■ GIVEN INFORMATION:
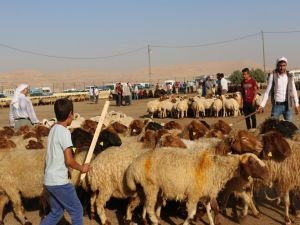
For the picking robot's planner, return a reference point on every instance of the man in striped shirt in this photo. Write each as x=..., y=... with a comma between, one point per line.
x=284, y=95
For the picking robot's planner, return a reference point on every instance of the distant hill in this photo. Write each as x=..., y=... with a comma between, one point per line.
x=81, y=78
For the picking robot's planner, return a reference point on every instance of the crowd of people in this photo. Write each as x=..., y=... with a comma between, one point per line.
x=59, y=157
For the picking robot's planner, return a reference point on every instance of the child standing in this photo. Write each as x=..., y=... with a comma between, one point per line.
x=249, y=91
x=58, y=159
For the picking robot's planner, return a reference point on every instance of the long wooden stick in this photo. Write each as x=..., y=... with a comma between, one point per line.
x=245, y=117
x=95, y=138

■ WRITTEN EXERCISE: Copy out, word for word, the part of the listing that starts with the line containing "of the distant" and runs through the end of the listing, including that first line and the last one.

■ WRITTEN SOLUTION:
For the picking robot's planner, return a reference point on every instance of the distant hill in this photo. Write each as x=..., y=... with a comma between, one point per line.
x=81, y=78
For the picking robot's planner, return a reference point on every instance of the crowd of people in this photo. Write each as x=..., y=... with a comma between, one point per line.
x=59, y=157
For the picking robot's planner, return a reference point on every instance of the child standing in this photo. Write each as x=..., y=... with a comma between, one point per line.
x=249, y=91
x=58, y=159
For the picking robot's planner, return a reference point on every instance of the long wooden stick in this photo. Write each as x=..., y=... with a comma between, one point per line.
x=245, y=117
x=95, y=138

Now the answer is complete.